**Exercise requirements**
Give back every line of the material below that contains the string "boxes". Case counts, so only lines where the capitals and small letters match exactly should be included.

**Data shown**
===============
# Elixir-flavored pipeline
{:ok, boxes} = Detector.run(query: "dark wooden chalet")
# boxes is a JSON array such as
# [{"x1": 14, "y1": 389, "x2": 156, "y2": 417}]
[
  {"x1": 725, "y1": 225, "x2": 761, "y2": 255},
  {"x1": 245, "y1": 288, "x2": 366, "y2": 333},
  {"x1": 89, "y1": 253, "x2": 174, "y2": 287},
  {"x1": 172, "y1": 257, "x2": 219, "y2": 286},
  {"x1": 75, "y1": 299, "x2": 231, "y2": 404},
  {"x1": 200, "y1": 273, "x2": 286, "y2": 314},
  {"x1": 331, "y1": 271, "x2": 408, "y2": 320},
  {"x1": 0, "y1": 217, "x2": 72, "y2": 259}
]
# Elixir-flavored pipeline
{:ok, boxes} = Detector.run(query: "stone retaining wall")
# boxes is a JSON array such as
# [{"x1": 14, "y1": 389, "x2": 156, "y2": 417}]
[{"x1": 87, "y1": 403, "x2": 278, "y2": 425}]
===============
**Response for this exercise**
{:ok, boxes} = Detector.run(query: "dark wooden chalet")
# boxes is a JSON array such as
{:ok, boxes} = Detector.run(query: "stone retaining wall")
# boxes is a JSON array such as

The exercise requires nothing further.